Problem to solve: Rewrite the items below, changing each "thickest part" to "widest part" and leaving everything else as it is.

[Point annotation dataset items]
------------------------------

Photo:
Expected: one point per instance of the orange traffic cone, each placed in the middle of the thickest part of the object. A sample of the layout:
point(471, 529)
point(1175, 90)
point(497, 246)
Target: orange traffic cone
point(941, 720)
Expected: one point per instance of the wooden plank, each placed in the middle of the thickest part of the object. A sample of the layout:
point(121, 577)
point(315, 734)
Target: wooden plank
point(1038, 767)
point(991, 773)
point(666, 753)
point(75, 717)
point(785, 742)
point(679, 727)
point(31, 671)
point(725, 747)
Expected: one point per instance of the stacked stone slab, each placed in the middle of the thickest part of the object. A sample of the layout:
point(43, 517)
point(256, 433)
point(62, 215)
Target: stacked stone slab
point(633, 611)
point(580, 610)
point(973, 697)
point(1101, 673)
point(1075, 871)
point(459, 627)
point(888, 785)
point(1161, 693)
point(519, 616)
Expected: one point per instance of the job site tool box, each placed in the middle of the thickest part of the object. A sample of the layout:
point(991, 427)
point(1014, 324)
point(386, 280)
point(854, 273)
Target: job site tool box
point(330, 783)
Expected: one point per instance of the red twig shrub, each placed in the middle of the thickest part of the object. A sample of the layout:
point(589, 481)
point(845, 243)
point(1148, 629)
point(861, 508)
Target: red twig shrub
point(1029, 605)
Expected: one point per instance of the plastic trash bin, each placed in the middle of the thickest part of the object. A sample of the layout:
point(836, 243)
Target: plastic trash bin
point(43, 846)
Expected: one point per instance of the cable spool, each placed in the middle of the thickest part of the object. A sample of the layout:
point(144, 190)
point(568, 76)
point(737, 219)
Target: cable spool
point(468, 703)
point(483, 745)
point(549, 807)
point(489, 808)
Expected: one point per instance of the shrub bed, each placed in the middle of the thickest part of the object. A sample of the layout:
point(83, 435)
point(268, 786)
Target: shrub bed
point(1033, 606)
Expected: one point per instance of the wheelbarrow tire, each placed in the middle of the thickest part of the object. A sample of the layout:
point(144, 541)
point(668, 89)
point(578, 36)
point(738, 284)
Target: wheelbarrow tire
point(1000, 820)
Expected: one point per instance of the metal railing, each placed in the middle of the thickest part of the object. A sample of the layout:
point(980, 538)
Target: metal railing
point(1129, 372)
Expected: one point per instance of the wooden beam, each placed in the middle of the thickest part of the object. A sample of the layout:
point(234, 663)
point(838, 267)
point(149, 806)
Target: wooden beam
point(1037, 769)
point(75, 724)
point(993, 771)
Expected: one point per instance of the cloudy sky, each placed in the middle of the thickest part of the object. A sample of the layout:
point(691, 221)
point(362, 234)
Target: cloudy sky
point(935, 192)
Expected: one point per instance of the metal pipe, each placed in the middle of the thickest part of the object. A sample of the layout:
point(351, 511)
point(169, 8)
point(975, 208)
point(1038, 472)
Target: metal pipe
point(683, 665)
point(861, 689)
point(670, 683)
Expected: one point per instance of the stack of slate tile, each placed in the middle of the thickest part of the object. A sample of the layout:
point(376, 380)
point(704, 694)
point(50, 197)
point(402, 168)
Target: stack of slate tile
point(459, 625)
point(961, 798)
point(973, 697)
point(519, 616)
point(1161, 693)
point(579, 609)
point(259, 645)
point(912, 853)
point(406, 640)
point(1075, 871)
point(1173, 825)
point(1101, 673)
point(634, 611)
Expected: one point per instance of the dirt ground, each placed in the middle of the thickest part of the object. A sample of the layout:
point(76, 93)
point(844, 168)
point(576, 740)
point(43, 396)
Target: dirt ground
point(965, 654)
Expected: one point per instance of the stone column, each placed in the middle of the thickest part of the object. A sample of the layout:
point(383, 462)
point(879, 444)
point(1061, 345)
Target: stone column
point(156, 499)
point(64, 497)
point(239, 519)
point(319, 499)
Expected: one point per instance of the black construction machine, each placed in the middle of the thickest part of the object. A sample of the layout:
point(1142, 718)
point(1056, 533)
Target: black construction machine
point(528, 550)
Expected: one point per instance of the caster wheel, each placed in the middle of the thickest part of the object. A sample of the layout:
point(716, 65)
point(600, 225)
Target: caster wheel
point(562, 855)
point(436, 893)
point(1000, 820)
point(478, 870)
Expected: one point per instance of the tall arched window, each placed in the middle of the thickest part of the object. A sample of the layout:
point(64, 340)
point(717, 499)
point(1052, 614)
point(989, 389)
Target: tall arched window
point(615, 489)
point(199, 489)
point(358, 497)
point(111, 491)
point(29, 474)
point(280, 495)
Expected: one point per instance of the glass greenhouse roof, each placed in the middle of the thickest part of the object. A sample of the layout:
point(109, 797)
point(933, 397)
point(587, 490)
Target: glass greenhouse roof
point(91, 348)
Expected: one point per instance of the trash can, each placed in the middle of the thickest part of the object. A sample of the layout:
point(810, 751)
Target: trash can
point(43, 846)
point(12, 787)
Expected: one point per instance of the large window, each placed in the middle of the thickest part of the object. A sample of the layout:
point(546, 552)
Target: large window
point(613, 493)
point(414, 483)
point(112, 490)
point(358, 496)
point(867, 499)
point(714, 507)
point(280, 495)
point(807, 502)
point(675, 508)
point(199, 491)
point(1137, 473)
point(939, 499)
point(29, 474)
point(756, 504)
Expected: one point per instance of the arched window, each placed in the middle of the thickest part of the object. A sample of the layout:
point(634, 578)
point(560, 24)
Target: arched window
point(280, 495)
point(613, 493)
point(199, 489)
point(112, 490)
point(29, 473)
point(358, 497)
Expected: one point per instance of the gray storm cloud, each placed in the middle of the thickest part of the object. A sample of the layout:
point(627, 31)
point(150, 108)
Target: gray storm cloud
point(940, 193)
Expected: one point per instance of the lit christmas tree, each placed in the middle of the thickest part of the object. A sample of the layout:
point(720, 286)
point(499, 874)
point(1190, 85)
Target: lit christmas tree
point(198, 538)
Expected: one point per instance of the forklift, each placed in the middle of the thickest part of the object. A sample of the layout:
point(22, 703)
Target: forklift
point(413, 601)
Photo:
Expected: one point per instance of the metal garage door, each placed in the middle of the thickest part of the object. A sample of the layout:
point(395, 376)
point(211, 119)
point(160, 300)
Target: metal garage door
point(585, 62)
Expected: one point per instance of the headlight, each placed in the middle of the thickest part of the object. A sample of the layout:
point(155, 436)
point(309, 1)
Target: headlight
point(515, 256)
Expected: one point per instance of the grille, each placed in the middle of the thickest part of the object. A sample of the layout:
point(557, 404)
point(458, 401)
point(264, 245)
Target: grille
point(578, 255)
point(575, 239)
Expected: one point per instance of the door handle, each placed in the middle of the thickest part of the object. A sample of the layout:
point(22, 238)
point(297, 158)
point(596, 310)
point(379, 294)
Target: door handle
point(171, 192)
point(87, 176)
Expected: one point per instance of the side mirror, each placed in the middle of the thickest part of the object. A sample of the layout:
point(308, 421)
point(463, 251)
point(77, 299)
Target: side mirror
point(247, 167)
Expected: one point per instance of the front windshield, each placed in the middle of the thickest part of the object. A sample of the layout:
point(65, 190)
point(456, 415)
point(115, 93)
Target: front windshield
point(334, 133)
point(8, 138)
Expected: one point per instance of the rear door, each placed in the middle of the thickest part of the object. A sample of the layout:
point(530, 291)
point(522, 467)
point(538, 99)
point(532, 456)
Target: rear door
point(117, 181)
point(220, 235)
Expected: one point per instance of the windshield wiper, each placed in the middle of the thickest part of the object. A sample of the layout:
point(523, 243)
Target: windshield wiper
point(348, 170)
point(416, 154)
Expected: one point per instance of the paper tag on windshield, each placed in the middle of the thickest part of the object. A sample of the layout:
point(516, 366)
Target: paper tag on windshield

------------------------------

Reply to the exercise:
Photo:
Expected: one point per instance of the orange traffic cone, each placed in the middle of the widest part of the object. A sample of the layout:
point(471, 529)
point(1175, 90)
point(497, 246)
Target: orange traffic cone
point(941, 720)
Expected: one point per instance of the wooden plank, each placed in the middle of the widest part of the object. A sample of the layout:
point(121, 577)
point(315, 734)
Target: wooden plank
point(1038, 767)
point(991, 773)
point(666, 753)
point(75, 717)
point(785, 742)
point(679, 727)
point(31, 671)
point(725, 747)
Expected: one point per instance of the stacked stone slab, each placed in the middle of the widest part of the object. A sample of the layout:
point(43, 517)
point(256, 433)
point(62, 215)
Target: stacked stone slab
point(633, 611)
point(580, 610)
point(973, 697)
point(1101, 673)
point(1075, 871)
point(459, 627)
point(888, 785)
point(1161, 693)
point(519, 616)
Expected: one point per instance of the job site tool box, each placed in the middle of the widest part of the object. A sample of the layout:
point(991, 427)
point(1014, 324)
point(386, 280)
point(854, 273)
Target: job site tool box
point(330, 783)
Expected: one point per instance of the red twig shrub, each placed in the middle of the widest part of the object. A sample of the layout:
point(589, 481)
point(845, 243)
point(1148, 629)
point(861, 508)
Target: red twig shrub
point(1029, 605)
Expected: one point per instance of the plastic trash bin, each placed in the middle of the widest part of the object. A sample of the layout:
point(836, 243)
Target: plastic trash bin
point(43, 846)
Expected: one point per instance of the cable spool, each placed in the middle of the widest part of the object. A sample of the layout:
point(144, 190)
point(568, 76)
point(737, 219)
Target: cable spool
point(468, 703)
point(483, 745)
point(549, 807)
point(489, 808)
Expected: one point per instance of the shrub bed, each placed in the middle of the widest part of the object. A sample of the layout:
point(83, 435)
point(268, 786)
Target: shrub bed
point(1033, 606)
Expected: one point per instance of the wheelbarrow tire, each placed in the middle of the widest part of the object. A sample of the layout:
point(144, 541)
point(668, 89)
point(578, 36)
point(738, 284)
Target: wheelbarrow tire
point(1000, 820)
Expected: one point per instance of the metal railing, each placed in the middle of the widest part of the object. A sample of the layout:
point(980, 538)
Target: metal railing
point(1129, 372)
Expected: one point per instance of the wooden beam, each placed in the middle of the widest part of the object. A sample of the layout:
point(234, 663)
point(838, 267)
point(149, 806)
Target: wooden beam
point(1037, 769)
point(75, 724)
point(993, 771)
Expected: one point per instance of the cloudy sky, each placed in the middle of the widest part of the object. A sample of the layout:
point(691, 221)
point(362, 234)
Target: cloudy sky
point(935, 192)
Expected: one point per instance of the metal pipe, each placed in the middle of the widest part of the object. A sample of the layout:
point(351, 511)
point(169, 8)
point(975, 208)
point(1038, 472)
Target: metal pipe
point(683, 665)
point(861, 689)
point(670, 683)
Expected: one point per instance of the stack of slate tile, each placed in the middle of the widest part of the object. A sample of the layout:
point(376, 380)
point(704, 694)
point(50, 197)
point(402, 168)
Target: stack of slate tile
point(459, 625)
point(961, 798)
point(973, 697)
point(519, 616)
point(1161, 693)
point(579, 609)
point(259, 645)
point(912, 853)
point(406, 640)
point(1075, 871)
point(1173, 825)
point(1101, 673)
point(634, 611)
Expected: one point per instance of the dirt ground, each placed in the middle of the widest part of the object. A sample of the layout:
point(76, 93)
point(844, 168)
point(576, 740)
point(43, 396)
Target: dirt ground
point(965, 654)
Expected: one point per instance of the stone column, each placed in the middle of the widest part of the object. A sample of the layout:
point(383, 462)
point(879, 444)
point(1061, 345)
Target: stone column
point(156, 499)
point(64, 497)
point(239, 519)
point(319, 499)
Expected: one point per instance of the black construction machine, each placed in the middle of the widest part of the object. A sample of the layout:
point(1142, 718)
point(1056, 533)
Target: black construction machine
point(528, 550)
Expected: one point per instance of the caster wheel, each placed in the middle of the widest part of the object. A sample of the layout:
point(716, 65)
point(600, 225)
Target: caster wheel
point(562, 855)
point(436, 893)
point(1000, 820)
point(478, 870)
Expected: one point per instance of the tall arched window, each placed in the middle of the widest part of the object. A sample of the layout:
point(64, 340)
point(717, 499)
point(1052, 614)
point(989, 389)
Target: tall arched window
point(615, 489)
point(199, 489)
point(358, 497)
point(111, 491)
point(29, 474)
point(280, 495)
Expected: one point per instance of the glass greenhouse roof, each placed in the middle of the widest part of the object. A sample of the layout:
point(109, 797)
point(933, 397)
point(587, 490)
Target: glass greenhouse roof
point(91, 348)
Expected: one point per instance of the trash can, each placed in the middle of the widest part of the object. A sample of the layout:
point(810, 751)
Target: trash can
point(43, 846)
point(12, 787)
Expected: one point per instance of the large window, each placed in the middle of the widest part of the object. A sample of the layout:
point(546, 552)
Target: large window
point(613, 493)
point(414, 483)
point(112, 490)
point(358, 496)
point(867, 499)
point(714, 507)
point(280, 495)
point(807, 502)
point(675, 508)
point(199, 491)
point(1137, 473)
point(939, 499)
point(29, 474)
point(756, 504)
Expected: one point per instance of the arched window, each placed in the middle of the widest part of the object. A sample of the layout:
point(634, 578)
point(560, 24)
Target: arched window
point(280, 495)
point(613, 493)
point(199, 489)
point(112, 490)
point(29, 473)
point(358, 497)
Expected: one point per instance of the gray storm cloud, each placed in the middle of the widest part of the object. A sample of the layout:
point(627, 31)
point(150, 108)
Target: gray storm cloud
point(940, 193)
Expected: one point per instance of the lit christmas tree, each placed in the middle of the widest part of the object. A sample of the layout:
point(720, 286)
point(499, 874)
point(1190, 85)
Target: lit christmas tree
point(198, 538)
Expected: one point per instance of the forklift, each placed in the middle of the widest part of the object. A sample of the layout:
point(22, 703)
Target: forklift
point(413, 601)
Photo:
Expected: one point per instance of the metal garage door, each placed in the middle of the widest part of the object. A sample of the layout:
point(395, 376)
point(211, 119)
point(160, 300)
Target: metal garage door
point(585, 62)
Expected: one point per instance of the headlight, each placed in the middle of the widest part of the object. A sample of the layout:
point(155, 436)
point(309, 1)
Target: headlight
point(515, 256)
Expected: one point per instance of the grille, each placed in the middle of the widest part of the object. A sample of the layout:
point(557, 404)
point(458, 401)
point(264, 245)
Target: grille
point(578, 255)
point(575, 239)
Expected: one point per instance of the door handle, each placed in the middle of the widest part of the object. A sample of the layout:
point(22, 238)
point(297, 158)
point(596, 310)
point(379, 294)
Target: door handle
point(171, 192)
point(87, 176)
Expected: one point per instance of the side mirror, each placed in the middle of the widest part of the object. A sample of the layout:
point(308, 421)
point(463, 251)
point(77, 299)
Target: side mirror
point(247, 167)
Expected: one point per instance of the front windshield, each placed in the middle of the widest part of the object. A sample of the layout:
point(65, 190)
point(456, 415)
point(115, 93)
Target: front windshield
point(334, 133)
point(8, 138)
Expected: one point per instance of the rear door, each placed in the middle of the widest part of the object. A sample of the layout:
point(530, 291)
point(522, 467)
point(538, 99)
point(532, 456)
Target: rear door
point(117, 181)
point(220, 235)
Expected: one point per instance of the windshield wiper, each placed in the middle of the widest part of the object. A sample of the layout:
point(523, 243)
Target: windshield wiper
point(348, 170)
point(416, 154)
Expected: one point per instance of the paper tag on windshield, each placed in the middle of the widest part of the object. A sample of the layout:
point(516, 366)
Target: paper tag on windshield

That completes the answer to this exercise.